* [WHAT THE EXERCISE ASKS]
Below is a listing; copy all of it exactly.

* begin MATERIAL TO PROCESS *

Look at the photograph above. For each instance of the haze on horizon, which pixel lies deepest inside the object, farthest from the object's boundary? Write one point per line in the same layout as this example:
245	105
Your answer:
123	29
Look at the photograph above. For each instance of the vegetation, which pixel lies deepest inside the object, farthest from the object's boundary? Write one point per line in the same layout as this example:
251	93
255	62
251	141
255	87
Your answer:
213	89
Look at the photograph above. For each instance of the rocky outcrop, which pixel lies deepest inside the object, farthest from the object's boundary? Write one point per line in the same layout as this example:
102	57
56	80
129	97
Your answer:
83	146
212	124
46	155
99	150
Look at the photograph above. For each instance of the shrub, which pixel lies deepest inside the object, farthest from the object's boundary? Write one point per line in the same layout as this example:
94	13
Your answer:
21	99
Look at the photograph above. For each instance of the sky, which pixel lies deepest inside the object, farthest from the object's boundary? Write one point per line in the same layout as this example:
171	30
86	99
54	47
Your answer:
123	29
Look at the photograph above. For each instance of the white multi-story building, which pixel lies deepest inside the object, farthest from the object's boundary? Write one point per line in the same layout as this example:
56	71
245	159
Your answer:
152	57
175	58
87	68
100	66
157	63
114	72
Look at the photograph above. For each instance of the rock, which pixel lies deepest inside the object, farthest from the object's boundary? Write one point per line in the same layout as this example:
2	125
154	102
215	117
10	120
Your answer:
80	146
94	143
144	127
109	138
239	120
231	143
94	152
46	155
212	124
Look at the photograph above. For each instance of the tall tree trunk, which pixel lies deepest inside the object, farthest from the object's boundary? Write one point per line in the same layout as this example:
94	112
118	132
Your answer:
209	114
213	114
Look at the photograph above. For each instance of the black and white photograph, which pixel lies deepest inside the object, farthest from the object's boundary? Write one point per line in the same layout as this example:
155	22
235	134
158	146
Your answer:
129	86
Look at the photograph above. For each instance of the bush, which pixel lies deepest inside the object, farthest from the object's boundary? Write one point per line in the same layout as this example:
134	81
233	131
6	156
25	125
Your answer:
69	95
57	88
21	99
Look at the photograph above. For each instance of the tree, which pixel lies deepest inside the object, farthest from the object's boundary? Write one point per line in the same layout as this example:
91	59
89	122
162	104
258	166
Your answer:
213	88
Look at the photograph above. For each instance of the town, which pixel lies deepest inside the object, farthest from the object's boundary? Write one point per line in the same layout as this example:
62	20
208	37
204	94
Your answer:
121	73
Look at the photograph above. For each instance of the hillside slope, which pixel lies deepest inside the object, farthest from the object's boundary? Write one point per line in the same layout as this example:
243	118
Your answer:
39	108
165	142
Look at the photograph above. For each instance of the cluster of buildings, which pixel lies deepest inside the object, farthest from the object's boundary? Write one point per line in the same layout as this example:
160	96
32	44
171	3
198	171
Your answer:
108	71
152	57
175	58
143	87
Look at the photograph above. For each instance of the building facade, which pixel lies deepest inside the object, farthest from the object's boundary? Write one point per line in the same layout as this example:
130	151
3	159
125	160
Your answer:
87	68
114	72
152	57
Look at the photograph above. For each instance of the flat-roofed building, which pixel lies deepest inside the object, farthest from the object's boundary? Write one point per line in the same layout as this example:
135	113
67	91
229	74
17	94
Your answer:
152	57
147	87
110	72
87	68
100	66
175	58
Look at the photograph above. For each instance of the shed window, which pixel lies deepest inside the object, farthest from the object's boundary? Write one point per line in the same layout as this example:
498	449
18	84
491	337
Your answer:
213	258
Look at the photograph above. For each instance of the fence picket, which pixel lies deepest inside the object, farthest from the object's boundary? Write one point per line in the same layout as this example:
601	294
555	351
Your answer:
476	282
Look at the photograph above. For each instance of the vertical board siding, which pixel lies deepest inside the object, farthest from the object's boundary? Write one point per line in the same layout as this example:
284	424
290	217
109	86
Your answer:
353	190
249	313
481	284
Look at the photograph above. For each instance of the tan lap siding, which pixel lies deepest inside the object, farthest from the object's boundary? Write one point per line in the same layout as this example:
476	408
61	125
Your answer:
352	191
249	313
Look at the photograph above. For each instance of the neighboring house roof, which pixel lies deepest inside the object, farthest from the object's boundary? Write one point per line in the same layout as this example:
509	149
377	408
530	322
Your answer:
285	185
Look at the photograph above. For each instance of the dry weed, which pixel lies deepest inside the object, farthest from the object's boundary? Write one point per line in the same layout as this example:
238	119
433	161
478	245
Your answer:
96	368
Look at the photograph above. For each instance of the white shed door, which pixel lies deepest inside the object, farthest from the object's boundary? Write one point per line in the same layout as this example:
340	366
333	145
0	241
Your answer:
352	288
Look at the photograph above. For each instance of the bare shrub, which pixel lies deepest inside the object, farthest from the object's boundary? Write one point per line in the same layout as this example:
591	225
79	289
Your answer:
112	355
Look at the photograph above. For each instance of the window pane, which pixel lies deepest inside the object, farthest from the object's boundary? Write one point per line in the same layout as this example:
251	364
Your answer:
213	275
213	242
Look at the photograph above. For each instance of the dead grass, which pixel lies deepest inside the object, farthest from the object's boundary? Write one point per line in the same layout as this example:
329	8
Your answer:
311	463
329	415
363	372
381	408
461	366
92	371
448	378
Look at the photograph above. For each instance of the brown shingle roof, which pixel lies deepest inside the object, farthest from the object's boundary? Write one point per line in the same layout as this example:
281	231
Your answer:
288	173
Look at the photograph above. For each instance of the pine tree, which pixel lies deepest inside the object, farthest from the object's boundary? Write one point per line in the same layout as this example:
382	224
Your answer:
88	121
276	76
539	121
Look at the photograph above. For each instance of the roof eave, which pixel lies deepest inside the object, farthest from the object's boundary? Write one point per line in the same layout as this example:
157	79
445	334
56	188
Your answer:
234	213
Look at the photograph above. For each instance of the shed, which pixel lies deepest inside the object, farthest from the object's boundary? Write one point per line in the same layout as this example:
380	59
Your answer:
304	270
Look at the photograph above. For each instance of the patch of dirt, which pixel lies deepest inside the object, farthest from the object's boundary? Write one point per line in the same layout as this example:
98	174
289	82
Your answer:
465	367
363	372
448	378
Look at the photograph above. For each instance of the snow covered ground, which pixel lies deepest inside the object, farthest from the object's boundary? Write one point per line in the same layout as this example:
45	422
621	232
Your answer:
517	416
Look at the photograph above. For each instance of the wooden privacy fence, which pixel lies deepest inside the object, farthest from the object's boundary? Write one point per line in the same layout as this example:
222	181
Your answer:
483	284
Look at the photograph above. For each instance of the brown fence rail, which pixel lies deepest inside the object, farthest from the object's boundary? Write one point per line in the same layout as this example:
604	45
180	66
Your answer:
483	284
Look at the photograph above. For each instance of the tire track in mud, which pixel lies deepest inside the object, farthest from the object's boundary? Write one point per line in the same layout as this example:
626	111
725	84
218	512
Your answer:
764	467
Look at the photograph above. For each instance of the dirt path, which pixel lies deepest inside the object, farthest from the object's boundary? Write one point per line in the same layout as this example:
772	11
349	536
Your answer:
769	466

* end MATERIAL TO PROCESS *

* [EXERCISE RESULT]
Look at the photograph above. For each instance of the haze on horizon, which pixel lies deepest inside the object, farthest from the object's boundary? Write one point per line in the same layout as this example:
245	105
Your answer:
123	29
Look at the photograph above. For each instance of the vegetation, which pixel lies deepest inside the object, farthest from the object's boundary? Write one point per line in the same layout as this example:
251	93
255	62
251	141
255	87
Your answer:
213	89
Look at the photograph above. For each instance of the rocky outcrop, which pixel lies deepest inside the object, farthest from the object's boundary? Write one point per line in the same layout as this example:
102	57
56	80
129	97
Your answer:
83	146
212	124
46	155
99	150
Look at the photograph above. For each instance of the shrub, which pixel lies deepest inside the object, farthest from the object's boundary? Write one point per line in the same layout as this example:
94	13
Your answer:
21	99
Look at the photograph above. For each instance of the sky, which pixel lies deepest inside the object, farthest from the object's boundary? Write one point per line in the same layout as this example:
171	30
86	99
54	47
Your answer:
123	29
Look at the photograph above. For each instance of the white multi-story building, which pixel lies deepest inside the object, farthest from the object's boundary? Write one point per line in the same layout as this example:
56	71
245	159
Your answer:
152	57
175	58
87	68
100	66
157	63
114	72
Look at the photograph above. For each instance of the rock, which pixel lies deepest inside the object, farthest from the object's boundary? Write one point per line in the same layout as this example:
2	125
154	102
215	117
10	120
Your answer:
80	146
94	143
144	127
109	138
239	120
231	143
94	152
46	155
212	124
Look at the photograph above. For each instance of the tall tree trunk, which pixel lies deepest inside the object, farthest from the object's boundary? Write one point per line in the same layout as this example:
94	112
118	132
Your answer:
209	114
213	114
Look at the photograph above. For each instance of the black and white photograph, which pixel lies deepest inside the object, farthest from the object's boundary? Write one point per line in the same layout as this example:
155	22
235	134
158	146
Your answer:
129	86
Look at the photograph above. For each instance of the bush, which pixel lies deepest inside the object, farthest from the object's boundary? Write one point per line in the same layout as this example:
134	81
233	131
6	156
25	125
Your answer:
69	95
57	88
21	99
Look at the photograph above. For each instance of the tree, which pixel lies deepest inside the object, farthest from the object's boundary? Write one point per line in the same layout as this example:
91	59
89	122
162	104
258	166
Your answer:
213	88
Look at the photograph above. For each instance of the town, which pixel lies deepest inside the object, farthest from the object's boundary? Write one point per line in the same layout as this example:
62	20
208	37
204	94
Your answer:
121	73
Look at the photograph above. For each instance of the hillside slope, which pixel lies deepest inside the object, farthest from the object's boundary? Write one point per line in the same layout as this example:
243	118
Your answer:
39	108
165	142
Look at the photograph above. For each instance of the cluster of buildings, which pixel lies deepest inside the object, farthest from the object's boundary? Write one point per line in the same layout as this example:
160	96
32	44
171	3
198	171
Your answer:
108	71
152	57
175	58
143	87
Look at the photograph above. For each instance of the building facade, which pixel lies deepest inside the object, farthest from the object's boundary? Write one point per line in the same layout as this example:
130	151
3	159
125	160
Your answer:
87	68
114	72
152	57
Look at the photograph above. For each instance of the flat-roofed building, which pixel lies deepest inside the object, farthest from the object's boundary? Write one point per line in the same layout as this example:
135	113
67	91
229	74
17	94
Your answer:
152	57
147	87
110	72
87	68
100	66
175	58
Look at the photograph above. For each instance of the shed window, which pixel lies deepest inside the object, farthest from the object's boundary? Write one point per line in the same layout as this example:
498	449
18	84
491	337
Your answer:
213	258
Look at the photograph above. For each instance of the fence picket, which pixel lies deepest inside the object, farthest from the object's boundary? Write one point per line in the same layout as this example:
601	294
555	351
Your answer:
476	282
Look at the photograph above. For each instance of the vertical board siding, which pixel lies deepest inside the object, farthest from the object's boundary? Write one point per line in the same layout as this example:
284	424
290	217
109	86
Your answer:
353	190
249	313
481	284
Look at the photograph above. For each instance of the tan lap siding, which pixel lies deepest inside the object, farthest from the object's boundary? Write one point per line in the same layout as this example:
476	408
61	125
Your answer:
352	191
249	313
Look at the photograph above. For each instance of the neighboring house roof, which pixel lies deepest inside the object, farthest from the object's boundary? Write one point per line in the same layout as this example:
509	149
377	408
530	322
Your answer:
285	185
Look at the photograph above. For each instance of the dry weed, which pixel lies deepest inside the object, farthest from the object's boundary? Write one point per line in the same layout as this example:
238	119
433	161
478	245
Your answer:
96	368
Look at the photograph above. For each instance of the white shed door, which pixel lies deepest inside the object, farthest from the object's boundary? Write one point per line in the same layout as this example:
340	366
333	145
0	241
Your answer:
352	288
Look at the photograph above. For each instance of the bare shrub, which pixel lies deepest inside the object, farthest from the object's boundary? Write one point per line in the same layout as this example:
591	225
79	289
Your answer:
112	355
Look at the photograph above. For each instance of the window pane, which pixel lies deepest inside the object, farthest from the object's boundary? Write one point per line in the same layout as this example:
251	364
Your answer:
213	275
213	242
Look at the photograph above. For each instance of the dead grass, which pixel lies deepest inside the object, farthest from the object's boundary? Write one point per line in the same layout as this example:
329	8
Your answer:
311	463
329	415
363	372
381	408
461	366
92	371
448	378
Look at the photograph above. For each instance of the brown shingle roof, which pixel lies deepest inside the object, farthest from the object's boundary? Write one point per line in the same layout as this example:
281	231
Your answer:
288	173
Look at the photograph above. For each instance of the pine tree, which pixel lies deepest inside the object, farthest from the object's boundary? Write one point per line in the same layout as this example:
382	224
Your answer:
88	121
276	76
539	121
Look at the photograph above. For each instance of the roof eave, which pixel lies deepest inside the object, farthest from the object's boundary? Write one point per line in the same layout as this example:
157	79
445	334
56	188
Your answer:
234	213
Look at the photograph above. For each instance of the shed, which pixel lies deepest inside the object, farthest from the object's boundary? Write one point per line in the same layout as this example:
380	59
Your answer:
304	270
Look at the photograph above. For each instance of the patch of dirt, which pixel lies deepest inside the object, farthest from the object's boundary? Write one point per line in the same layout as this example:
98	174
289	82
Your answer:
465	367
363	372
448	378
Look at the photograph above. For each instance of the snow covered ground, which pixel lies deepest inside the object, farthest from the object's boundary? Write one point per line in the same layout as this example:
45	422
621	232
Your answer:
517	416
Look at the photograph above. For each instance of the wooden privacy fence, which pixel lies deepest inside the object, farthest from the object's boundary? Write one point per line in the same layout as this example:
222	181
Your answer:
483	284
Look at the photograph above. For each instance of the brown fence rail, which pixel lies deepest inside the object, farthest from the object's boundary? Write one point per line in the same layout as this example:
604	45
180	66
Your answer:
483	284
Look at the photograph above. For each instance of the tire track in mud, which pixel lies deepest inside the object, farthest from the object's boundary? Write one point per line in the same layout as this example:
626	111
725	84
218	512
Your answer:
764	467
Look at the photograph above. For each instance of the dirt path, which pixel lies deepest inside the object, farthest from the object's boundary? Write one point per line in the same layout as this example:
772	11
349	536
Your answer:
769	466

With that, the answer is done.